# [Exercício curto 1]
Segundo o texto da página, em que mês Índia e Paquistão vão iniciar as negociações de paz?
# [Exercício curto 2]
Substitua "fevereiro" por "março" no trecho do texto da página que vai de "Países anunciam retomada" até "os dois países." e apresente esse trecho já alterado.

# [Texto da página]
------------------------------------

Países anunciam retomada de negociações abrangentes sobre a Caxemira em fevereiro, um dia depois de encontro de cúpula

Índia e Paquistão retomam diálogo de paz

DA REDAÇÃO

Índia e Paquistão concordaram ontem em iniciar negociações de paz históricas em fevereiro, dois anos depois que os vizinhos hostis levaram o mundo à beira de uma possível guerra nuclear.
As negociações, definidas em reuniões realizadas sob severa proteção na capital paquistanesa, Islamabad, durante uma conferência de cúpula regional nesta semana, não terão limites definidos e incluirão todos os tópicos, incluindo a questão da Caxemira, no cerne dos 56 anos de desconfiança e ódio entre os dois países.
"Não há vencedores ou perdedores... Acredito que seja uma vitória para o mundo", declarou o ditador paquistanês, Pervez Musharraf. "Os povos de ambos os países querem a paz e a harmonia... As lideranças de ambos os países têm de estar à altura das aspirações de seus povos".
De acordo com uma declaração conjunta, Musharraf prometeu não permitir que seu país seja usado como refúgio para o terrorismo, e o premiê indiano, Atal Bihari Vajpayee, prometeu buscar uma solução para a Caxemira.
Não se ouviram ontem as usuais negativas do Paquistão de que dá apoio aos militantes islâmicos que combatem o domínio indiano no território em disputa, no Himalaia, nem as exigências indianas de que a infiltração de terroristas islâmicos fosse detida antes do início de um diálogo.
Já houve tentativas de pôr fim às disputas entre o Paquistão e a Índia, a mais recente das quais em negociações em julho de 2001 entre Vajpayee e Musharraf. Um ataque de terroristas islâmicos contra o Parlamento indiano, em dezembro daquele ano, torpedeou as esperanças de paz e levou os dois países à beira de uma quarta e devastadora guerra aberta, agora com armas nucleares disponíveis nos dois lados.

Aliado dos EUA
Mas observadores de ambas as partes dizem que hoje a atmosfera é muito diferente. Musharraf, 60, se tornou um dos mais firmes aliados americanos, desde os ataques terroristas de 11 de setembro de 2001, e agiu firmemente contra grupos extremistas islâmicos em seu país. Seu governo proibiu mais de dez organizações e deteve mais de 500 suspeitos de integrar a rede terrorista Al Qaeda, a maior parte entregue aos EUA.
Washington pressionava os dois países a retomarem o processo de paz.
A despeito do cinismo inicial quanto à motivação de Musharraf, seu compromisso com o diálogo parece genuíno. Ele agora é claramente visto como inimigo mortal pelos militantes islâmicos que lutam pelo fim do domínio da Índia (país de maioria hindu) na Caxemira (majoritariamente muçulmana, como o Paquistão).

------------------------------------

# [Dados fornecidos]
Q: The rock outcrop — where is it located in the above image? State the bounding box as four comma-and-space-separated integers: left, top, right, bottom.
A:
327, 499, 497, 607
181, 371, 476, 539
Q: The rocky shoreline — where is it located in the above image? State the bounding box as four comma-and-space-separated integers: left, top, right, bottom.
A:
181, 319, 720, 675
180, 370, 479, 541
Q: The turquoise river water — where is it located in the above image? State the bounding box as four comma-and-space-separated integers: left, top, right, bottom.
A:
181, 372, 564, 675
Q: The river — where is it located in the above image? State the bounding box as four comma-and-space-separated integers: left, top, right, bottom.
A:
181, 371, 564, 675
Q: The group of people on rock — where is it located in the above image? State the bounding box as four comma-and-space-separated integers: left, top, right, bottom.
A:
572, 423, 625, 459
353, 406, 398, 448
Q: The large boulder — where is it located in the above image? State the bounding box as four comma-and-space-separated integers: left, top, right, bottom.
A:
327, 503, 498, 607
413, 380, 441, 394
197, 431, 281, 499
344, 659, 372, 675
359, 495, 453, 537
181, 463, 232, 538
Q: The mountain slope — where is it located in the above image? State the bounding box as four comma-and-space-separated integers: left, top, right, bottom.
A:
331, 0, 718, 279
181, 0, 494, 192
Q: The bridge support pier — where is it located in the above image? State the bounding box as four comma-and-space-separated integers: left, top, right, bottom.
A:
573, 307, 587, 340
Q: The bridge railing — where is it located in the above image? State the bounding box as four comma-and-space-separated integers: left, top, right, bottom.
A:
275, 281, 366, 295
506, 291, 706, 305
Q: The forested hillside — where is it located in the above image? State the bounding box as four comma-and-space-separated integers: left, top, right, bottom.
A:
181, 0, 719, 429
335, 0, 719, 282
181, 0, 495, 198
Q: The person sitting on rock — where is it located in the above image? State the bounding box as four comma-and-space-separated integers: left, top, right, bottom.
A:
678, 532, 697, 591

------------------------------------

# [Resposta completa 1]
Em fevereiro.

# [Resposta completa 2]
Países anunciam retomada de negociações abrangentes sobre a Caxemira em março, um dia depois de encontro de cúpula

Índia e Paquistão retomam diálogo de paz

DA REDAÇÃO

Índia e Paquistão concordaram ontem em iniciar negociações de paz históricas em março, dois anos depois que os vizinhos hostis levaram o mundo à beira de uma possível guerra nuclear.
As negociações, definidas em reuniões realizadas sob severa proteção na capital paquistanesa, Islamabad, durante uma conferência de cúpula regional nesta semana, não terão limites definidos e incluirão todos os tópicos, incluindo a questão da Caxemira, no cerne dos 56 anos de desconfiança e ódio entre os dois países.